DOCUMENT EXTRACT -

■ ■ ■ ■

Honoured: Katy Mason, President of the British Academy of Management, announces the Wensley Memorial Lecture

Professor Wensley’s niece Megan Ryburn fondly remembered his “silly antics” with her father Murray and how he presented her with a book before she embarked on a PhD, stressing the chapter on How to manage your supervisor. 

“When my sister Caitlin was five, Robin’s efforts to teach her maths and his white hair and beard earned him the title Professor Polar Bear,” said Megan. “And many years later, when Caitlin’s undergraduate graduation was cancelled due to COVID-19, Professor Polar Bear stepped into the breach. In some slightly alternative robes, he officiated at a very personal ceremony, drawing on his long experience at Warwick. 

“Robin was a brilliant uncle, brother-in-law and friend to all of us. We all miss him, but his genial presence and the many stories will always live on.” 

Several of Professor Wensley’s PhD students attended, indicating the great bond they built with him as their supervisor and how much he supported their careers. 

Sally Dibb, Professor of Marketing and Society at Coventry University, was Professor Wensley’s first PhD student in 1986 and they remained great friends.

■ ■ ■ ■

DATA EXCERPTS -
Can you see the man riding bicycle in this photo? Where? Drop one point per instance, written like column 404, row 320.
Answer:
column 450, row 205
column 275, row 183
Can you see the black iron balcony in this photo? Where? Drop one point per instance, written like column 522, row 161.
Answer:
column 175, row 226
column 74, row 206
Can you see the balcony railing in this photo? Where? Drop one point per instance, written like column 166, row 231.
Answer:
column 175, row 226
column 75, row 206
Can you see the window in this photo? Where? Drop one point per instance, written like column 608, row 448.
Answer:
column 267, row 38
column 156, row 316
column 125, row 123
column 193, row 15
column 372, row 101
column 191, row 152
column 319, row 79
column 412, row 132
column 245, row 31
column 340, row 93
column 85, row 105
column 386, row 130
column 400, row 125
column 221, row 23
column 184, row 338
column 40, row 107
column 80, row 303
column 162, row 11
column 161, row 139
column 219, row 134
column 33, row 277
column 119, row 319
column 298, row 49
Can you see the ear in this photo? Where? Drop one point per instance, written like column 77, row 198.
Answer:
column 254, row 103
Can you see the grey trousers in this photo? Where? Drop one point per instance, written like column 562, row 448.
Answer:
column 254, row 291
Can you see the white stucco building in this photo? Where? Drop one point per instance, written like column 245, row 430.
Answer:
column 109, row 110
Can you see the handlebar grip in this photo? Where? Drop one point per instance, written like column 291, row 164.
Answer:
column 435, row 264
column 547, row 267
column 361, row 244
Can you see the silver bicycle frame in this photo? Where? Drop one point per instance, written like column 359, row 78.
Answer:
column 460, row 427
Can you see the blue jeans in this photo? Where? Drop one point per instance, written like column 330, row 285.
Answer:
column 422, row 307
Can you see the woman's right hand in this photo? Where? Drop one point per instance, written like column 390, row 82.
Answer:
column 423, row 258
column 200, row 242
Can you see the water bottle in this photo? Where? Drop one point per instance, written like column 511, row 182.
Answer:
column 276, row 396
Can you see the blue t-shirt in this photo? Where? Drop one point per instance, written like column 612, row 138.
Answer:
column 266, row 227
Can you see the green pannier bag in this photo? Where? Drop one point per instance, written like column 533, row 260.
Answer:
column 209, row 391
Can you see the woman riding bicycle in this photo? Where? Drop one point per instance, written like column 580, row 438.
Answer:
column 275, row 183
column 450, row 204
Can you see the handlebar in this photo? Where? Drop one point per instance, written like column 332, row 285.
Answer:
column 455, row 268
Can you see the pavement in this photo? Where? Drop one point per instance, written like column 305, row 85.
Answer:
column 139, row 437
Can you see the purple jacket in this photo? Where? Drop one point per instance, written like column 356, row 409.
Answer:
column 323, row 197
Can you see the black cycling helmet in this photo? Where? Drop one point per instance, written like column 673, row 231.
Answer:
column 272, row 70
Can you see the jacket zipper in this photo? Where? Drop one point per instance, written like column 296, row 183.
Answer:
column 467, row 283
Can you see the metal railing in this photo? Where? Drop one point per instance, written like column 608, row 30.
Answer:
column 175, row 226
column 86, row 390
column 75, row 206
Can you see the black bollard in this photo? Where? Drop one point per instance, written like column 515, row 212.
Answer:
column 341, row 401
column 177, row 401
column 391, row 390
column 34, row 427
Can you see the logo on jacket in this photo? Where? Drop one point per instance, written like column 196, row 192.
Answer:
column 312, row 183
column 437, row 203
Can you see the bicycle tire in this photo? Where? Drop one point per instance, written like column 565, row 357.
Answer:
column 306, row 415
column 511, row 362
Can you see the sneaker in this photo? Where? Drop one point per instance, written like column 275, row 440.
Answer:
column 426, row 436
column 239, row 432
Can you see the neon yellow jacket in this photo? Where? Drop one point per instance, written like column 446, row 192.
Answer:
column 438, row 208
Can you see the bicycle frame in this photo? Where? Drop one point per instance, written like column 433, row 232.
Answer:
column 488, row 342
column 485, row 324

■ ■ ■ ■

PROBLEMS AND TASKS -
a - According to the Wensley Memorial Lecture text, in what year did Sally Dibb become Professor Wensley's first PhD student?
b - Edit the Wensley Memorial Lecture text starting at "Professor Wensley’s niece" and ending at "experience at Warwick.", replacing "silly antics" with "playful antics".
c - Pick up the Wensley Memorial Lecture text after its final sentence and continue it.
The entries come from a separate source and are not part of the Wensley Memorial Lecture text.

ANSWERS TO THE EXERCISE -
a - 1986

b -
Professor Wensley’s niece Megan Ryburn fondly remembered his “playful antics” with her father Murray and how he presented her with a book before she embarked on a PhD, stressing the chapter on How to manage your supervisor. 

“When my sister Caitlin was five, Robin’s efforts to teach her maths and his white hair and beard earned him the title Professor Polar Bear,” said Megan. “And many years later, when Caitlin’s undergraduate graduation was cancelled due to COVID-19, Professor Polar Bear stepped into the breach. In some slightly alternative robes, he officiated at a very personal ceremony, drawing on his long experience at Warwick.

c -
“He inspired me and believed in me right through my career,” said Professor Dibb. “He was a natural mentor, charming and fun, with a booming laugh that would fill the corridors - you could always tell when Robin was in the building. 

“His natural inquisitiveness would often lead to surprising and novel solutions. He was inter-disciplinary long before it was trendy.  

“Robin’s office was a health and safety nightmare, covered in towers of books and chocolate wrappers, but he had an amazing ability to navigate the chaos.  

“When he stepped down as head of the marketing group to be Chair of Warwick Business School, we brainstormed all the characteristics a head would need, but when we looked at the blackboard, we realised we had just written down all the things we loved about Robin.”